STATED EXERCISE> It is required that all of the data be written out exactly.

Entries for bounding box labeling
☆ ☆ ☆ ☆

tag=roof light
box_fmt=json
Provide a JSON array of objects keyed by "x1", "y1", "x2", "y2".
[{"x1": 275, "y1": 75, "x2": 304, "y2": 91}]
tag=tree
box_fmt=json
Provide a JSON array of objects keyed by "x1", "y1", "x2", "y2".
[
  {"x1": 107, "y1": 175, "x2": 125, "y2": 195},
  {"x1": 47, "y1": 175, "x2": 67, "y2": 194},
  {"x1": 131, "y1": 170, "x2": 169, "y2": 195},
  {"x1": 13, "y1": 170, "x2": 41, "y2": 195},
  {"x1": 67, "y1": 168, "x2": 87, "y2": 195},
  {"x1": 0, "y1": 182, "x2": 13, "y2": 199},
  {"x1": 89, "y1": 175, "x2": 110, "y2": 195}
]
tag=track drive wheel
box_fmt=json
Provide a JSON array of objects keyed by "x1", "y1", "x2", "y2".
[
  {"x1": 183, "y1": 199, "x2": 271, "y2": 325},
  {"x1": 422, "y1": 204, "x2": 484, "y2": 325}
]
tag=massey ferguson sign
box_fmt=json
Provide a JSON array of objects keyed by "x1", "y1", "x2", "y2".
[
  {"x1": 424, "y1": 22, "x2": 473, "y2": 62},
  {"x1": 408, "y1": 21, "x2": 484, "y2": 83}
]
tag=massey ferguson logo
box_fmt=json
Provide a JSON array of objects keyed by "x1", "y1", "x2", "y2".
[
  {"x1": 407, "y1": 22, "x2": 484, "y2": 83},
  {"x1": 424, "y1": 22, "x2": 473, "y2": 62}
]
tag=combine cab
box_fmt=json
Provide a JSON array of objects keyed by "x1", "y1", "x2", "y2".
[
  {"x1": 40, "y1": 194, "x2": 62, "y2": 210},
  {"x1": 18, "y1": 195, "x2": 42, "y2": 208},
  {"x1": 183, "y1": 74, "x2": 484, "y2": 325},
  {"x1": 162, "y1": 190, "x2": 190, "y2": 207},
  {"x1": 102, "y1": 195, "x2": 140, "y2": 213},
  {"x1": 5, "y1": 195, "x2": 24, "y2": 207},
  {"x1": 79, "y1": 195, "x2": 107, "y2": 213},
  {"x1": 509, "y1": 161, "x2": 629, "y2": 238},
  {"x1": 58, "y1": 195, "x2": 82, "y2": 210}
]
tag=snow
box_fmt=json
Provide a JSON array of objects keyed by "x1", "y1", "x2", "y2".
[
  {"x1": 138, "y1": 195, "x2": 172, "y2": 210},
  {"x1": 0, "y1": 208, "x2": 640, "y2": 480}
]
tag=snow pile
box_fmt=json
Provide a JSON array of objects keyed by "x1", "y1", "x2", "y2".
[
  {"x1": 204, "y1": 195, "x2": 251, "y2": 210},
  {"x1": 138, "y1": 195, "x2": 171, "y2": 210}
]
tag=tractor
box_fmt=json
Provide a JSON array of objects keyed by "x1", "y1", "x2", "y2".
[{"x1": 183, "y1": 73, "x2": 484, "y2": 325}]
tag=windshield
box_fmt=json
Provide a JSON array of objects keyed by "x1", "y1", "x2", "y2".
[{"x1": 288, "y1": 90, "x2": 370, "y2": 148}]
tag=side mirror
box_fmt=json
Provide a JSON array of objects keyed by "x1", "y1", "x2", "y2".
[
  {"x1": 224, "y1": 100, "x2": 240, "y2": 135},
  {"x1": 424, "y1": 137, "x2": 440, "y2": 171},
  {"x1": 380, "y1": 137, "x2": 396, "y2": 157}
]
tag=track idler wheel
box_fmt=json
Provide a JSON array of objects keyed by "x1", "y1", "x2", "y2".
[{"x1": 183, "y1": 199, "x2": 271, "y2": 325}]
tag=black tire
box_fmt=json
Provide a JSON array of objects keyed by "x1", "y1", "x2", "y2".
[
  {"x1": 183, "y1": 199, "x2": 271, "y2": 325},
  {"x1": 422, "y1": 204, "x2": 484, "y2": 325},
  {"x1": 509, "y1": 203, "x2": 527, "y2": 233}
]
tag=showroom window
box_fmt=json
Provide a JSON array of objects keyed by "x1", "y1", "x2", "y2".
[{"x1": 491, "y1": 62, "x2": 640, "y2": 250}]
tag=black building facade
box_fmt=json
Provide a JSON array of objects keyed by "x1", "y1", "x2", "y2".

☆ ☆ ☆ ☆

SOLUTION TO THE EXERCISE>
tag=roof light
box_fmt=json
Provide a JSON array of objects keyed by "x1", "y1", "x2", "y2".
[{"x1": 275, "y1": 75, "x2": 304, "y2": 91}]
tag=tree
box_fmt=json
Provide a JSON array of objects keyed by "x1", "y1", "x2", "y2".
[
  {"x1": 107, "y1": 175, "x2": 125, "y2": 195},
  {"x1": 47, "y1": 175, "x2": 67, "y2": 194},
  {"x1": 131, "y1": 170, "x2": 169, "y2": 195},
  {"x1": 13, "y1": 170, "x2": 41, "y2": 195},
  {"x1": 67, "y1": 168, "x2": 87, "y2": 195},
  {"x1": 0, "y1": 182, "x2": 13, "y2": 199},
  {"x1": 89, "y1": 175, "x2": 110, "y2": 195}
]
tag=track drive wheel
box_fmt=json
Provide a JSON array of objects keyed by "x1", "y1", "x2", "y2".
[
  {"x1": 183, "y1": 199, "x2": 271, "y2": 325},
  {"x1": 422, "y1": 204, "x2": 484, "y2": 325}
]
tag=massey ferguson sign
box_fmt=json
Provide a JSON array of objects keyed by "x1", "y1", "x2", "y2".
[
  {"x1": 424, "y1": 22, "x2": 473, "y2": 62},
  {"x1": 408, "y1": 21, "x2": 484, "y2": 83}
]
tag=massey ferguson logo
box_fmt=json
Provide a JSON array of objects keyed by "x1", "y1", "x2", "y2".
[
  {"x1": 407, "y1": 22, "x2": 484, "y2": 83},
  {"x1": 424, "y1": 22, "x2": 473, "y2": 62}
]
tag=combine cab
box_fmt=json
Provide a JSON array of objects keyed by "x1", "y1", "x2", "y2".
[
  {"x1": 40, "y1": 194, "x2": 62, "y2": 210},
  {"x1": 18, "y1": 195, "x2": 42, "y2": 208},
  {"x1": 183, "y1": 74, "x2": 484, "y2": 325},
  {"x1": 162, "y1": 190, "x2": 190, "y2": 207},
  {"x1": 102, "y1": 195, "x2": 140, "y2": 213},
  {"x1": 5, "y1": 195, "x2": 24, "y2": 207},
  {"x1": 79, "y1": 195, "x2": 107, "y2": 213},
  {"x1": 509, "y1": 161, "x2": 629, "y2": 238},
  {"x1": 58, "y1": 195, "x2": 82, "y2": 210}
]
tag=snow
box_fmt=json
Provide a JSON array of objects keyed by "x1", "y1", "x2", "y2".
[
  {"x1": 138, "y1": 195, "x2": 172, "y2": 210},
  {"x1": 0, "y1": 208, "x2": 640, "y2": 480}
]
tag=snow pile
box_fmt=json
Provide a JSON array of objects keyed by "x1", "y1", "x2", "y2".
[
  {"x1": 204, "y1": 195, "x2": 251, "y2": 210},
  {"x1": 138, "y1": 195, "x2": 171, "y2": 210}
]
tag=tractor
box_fmt=json
Provide a JSON array of objects keyed by "x1", "y1", "x2", "y2".
[{"x1": 183, "y1": 73, "x2": 484, "y2": 325}]
tag=windshield
box_fmt=json
Provide a JSON array of objects keyed by "x1", "y1", "x2", "y2".
[{"x1": 288, "y1": 90, "x2": 370, "y2": 148}]
tag=side mirror
box_fmt=json
Provide a JSON array of objects keyed by "x1", "y1", "x2", "y2".
[
  {"x1": 224, "y1": 100, "x2": 240, "y2": 135},
  {"x1": 424, "y1": 137, "x2": 440, "y2": 171},
  {"x1": 380, "y1": 137, "x2": 396, "y2": 157}
]
tag=track idler wheel
box_fmt=json
Provide a JSON array of objects keyed by "x1", "y1", "x2", "y2".
[{"x1": 183, "y1": 199, "x2": 271, "y2": 325}]
tag=black tire
box_fmt=json
Provide a JSON array of objects keyed by "x1", "y1", "x2", "y2".
[
  {"x1": 183, "y1": 199, "x2": 271, "y2": 325},
  {"x1": 422, "y1": 204, "x2": 484, "y2": 325},
  {"x1": 509, "y1": 203, "x2": 527, "y2": 233}
]
tag=showroom window
box_fmt=json
Provide a JSON array of objects keyed by "x1", "y1", "x2", "y2".
[{"x1": 491, "y1": 62, "x2": 640, "y2": 250}]
tag=black building facade
box_fmt=json
Provide a JSON array of objects keyed by "x1", "y1", "x2", "y2".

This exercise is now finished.